We know it’s difficult to find time to practice during the week. When a Saturday or Sunday tee time rolls around, you’re hoping to find some spark or productive swing thought that will help you break 100, 90, 80 or whatever your scoring goal may be.
With the weekend warrior in mind we created Bump and Run, a weekly Q&A with some of the game’s top instructors. Each Friday, a teaching professional will occupy this space and answer questions directed at improving your game. This week it’s Josh Zander, a teaching professional at Stanford University Golf Course and the Presidio Golf Club in Northern California.
JOSH ZANDER Web Site: Contact: |
Zander, a former member of the Stanford University golf team, competed in the 1992 U.S. Open at Pebble Beach Golf Links. He can frequently be found on the practice range at Stanford alongside one of the school’s most famous pupils, Michelle Wie, or in the practice bunker trying to help one of his students escape the sand. Zander says amateurs would have a much easier time getting out of the bunker if they understood what the club, specifically the bounce, was designed to do.
‘Every bunker shot is the not the same,’ said Zander. ‘Sometimes the sand is hard-packed, sometimes it’s real fluffy or the ball is buried. You can’t go about them all the same way.’
To submit a question to Zander or one of our teachers, please e-mail bumpandrun@thegolfchannel.com and check back every Friday to see if your question got answered.
You made reference to the word bounce earlier. Just what exactly is bounce, and what is it designed to do?
Bounce is the angle between the clubhead’s leading edge and trailing edge. If you hold the club up to eye level, so the shaft is straight up and down, you’ll be able to see how much lower the trailing edge is to the leading edge.
Understanding the bounce of the club is huge because if you know how the bounce works, and how it moves through the sand, then you can look at any lie and adjust accordingly. From a tight lie, you want to use less bounce so the club will dig; from a fluffy lie, you need more bounce because you want it to skid.
If you open the face more that will create even more bounce on the club than you currently have. A lot of clubs will have the degree of bounce written on them. For every degree you open the face you’re adding one more degree of bounce.
Every degree you lean the shaft forward, you’re decreasing the bounce by one degree. If the sand is really hard-packed – which is the case at many municipal courses – and you have a 60-degree club with seven degrees of bounce on it, what you want to do is lean the shaft forward at least seven degrees in order to get the bounce and leading edge on the same level. This way, the club will not skip across the hard-packed sand into the middle of the ball and skull it.
What is one of the biggest mistakes you see from amateurs out of the greenside bunker?
They get in the bunker and they open their stance 45 degrees, and then they open the clubface. Opening your stance causes an outside-to-in swing, creating a glancing blow. Opening the clubface increases the bounce, so if you’re in hard-packed sand you’re very likely to skull one, even if you make a good swing.
Most PGA Tour players, like Zach Johnson, use a square stance from out of the bunker.

**Exercise task 1**:
Transcribe the part of the golf Q&A that opens with the words containing "Bounce is the" and closes with "it to skid.".

A run of records
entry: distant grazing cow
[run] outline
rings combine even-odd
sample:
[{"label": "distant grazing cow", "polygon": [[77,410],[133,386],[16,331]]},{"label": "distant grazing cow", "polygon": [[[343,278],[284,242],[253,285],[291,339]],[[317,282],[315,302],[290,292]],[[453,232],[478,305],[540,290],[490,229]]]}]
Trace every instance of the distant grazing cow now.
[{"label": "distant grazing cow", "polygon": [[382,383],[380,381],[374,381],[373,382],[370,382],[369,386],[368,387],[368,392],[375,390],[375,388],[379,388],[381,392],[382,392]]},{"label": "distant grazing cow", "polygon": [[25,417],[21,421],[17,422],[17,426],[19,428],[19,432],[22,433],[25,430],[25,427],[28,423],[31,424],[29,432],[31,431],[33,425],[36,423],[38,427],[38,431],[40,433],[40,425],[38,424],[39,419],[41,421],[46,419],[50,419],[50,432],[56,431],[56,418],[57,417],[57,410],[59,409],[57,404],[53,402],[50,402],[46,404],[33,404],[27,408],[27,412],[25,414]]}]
---
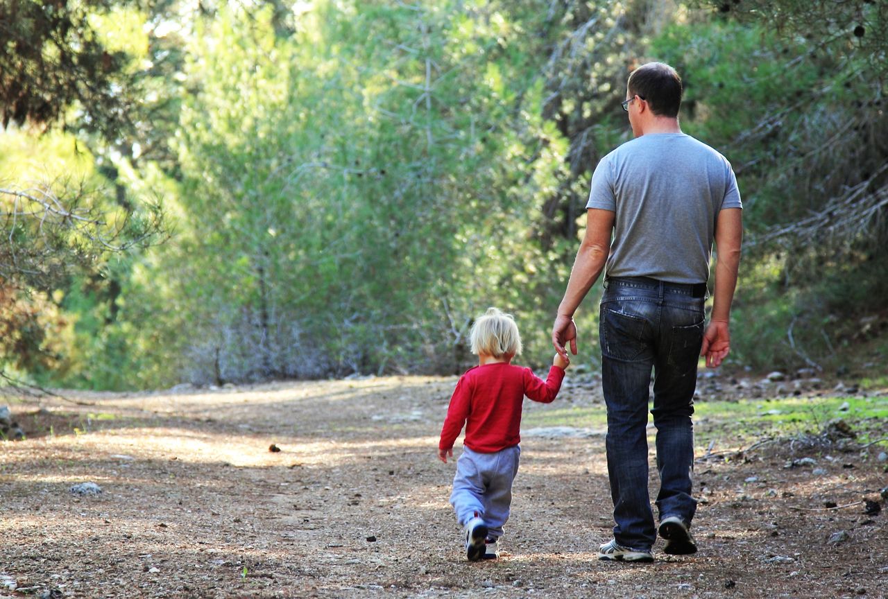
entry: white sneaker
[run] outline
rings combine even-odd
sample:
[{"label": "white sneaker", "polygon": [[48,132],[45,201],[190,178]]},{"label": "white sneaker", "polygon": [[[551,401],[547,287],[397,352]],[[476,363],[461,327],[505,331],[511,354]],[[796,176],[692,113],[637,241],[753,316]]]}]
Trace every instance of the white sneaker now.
...
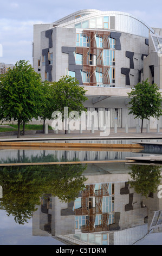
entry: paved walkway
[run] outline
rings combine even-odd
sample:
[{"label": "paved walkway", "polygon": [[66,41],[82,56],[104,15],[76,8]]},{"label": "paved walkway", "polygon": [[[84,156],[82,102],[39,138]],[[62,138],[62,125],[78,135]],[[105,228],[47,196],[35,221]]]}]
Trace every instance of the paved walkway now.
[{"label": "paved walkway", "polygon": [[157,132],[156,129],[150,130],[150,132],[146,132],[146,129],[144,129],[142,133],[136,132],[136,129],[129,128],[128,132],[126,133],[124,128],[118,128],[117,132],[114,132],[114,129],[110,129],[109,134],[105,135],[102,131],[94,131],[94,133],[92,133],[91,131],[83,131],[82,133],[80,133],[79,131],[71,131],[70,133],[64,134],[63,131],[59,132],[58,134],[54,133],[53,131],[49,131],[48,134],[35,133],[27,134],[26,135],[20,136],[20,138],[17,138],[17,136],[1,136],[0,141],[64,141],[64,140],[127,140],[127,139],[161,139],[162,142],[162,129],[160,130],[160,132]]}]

**Exercise task 2**:
In the listing, repeat word for word the part that opens with the line containing "entry: distant grazing cow" and closes with the line containing "Trace every instance of the distant", both lines included.

**Correct output 1**:
Bounce is the angle between the clubhead’s leading edge and trailing edge. If you hold the club up to eye level, so the shaft is straight up and down, you’ll be able to see how much lower the trailing edge is to the leading edge.
Understanding the bounce of the club is huge because if you know how the bounce works, and how it moves through the sand, then you can look at any lie and adjust accordingly. From a tight lie, you want to use less bounce so the club will dig; from a fluffy lie, you need more bounce because you want it to skid.

**Correct output 2**:
entry: distant grazing cow
[run] outline
rings combine even-odd
sample:
[{"label": "distant grazing cow", "polygon": [[77,410],[133,386],[16,331]]},{"label": "distant grazing cow", "polygon": [[[343,278],[284,242],[253,285],[291,339]],[[317,282],[315,302],[290,292]],[[453,232],[478,305],[540,290],[490,229]]]}]
Trace every instance of the distant grazing cow now.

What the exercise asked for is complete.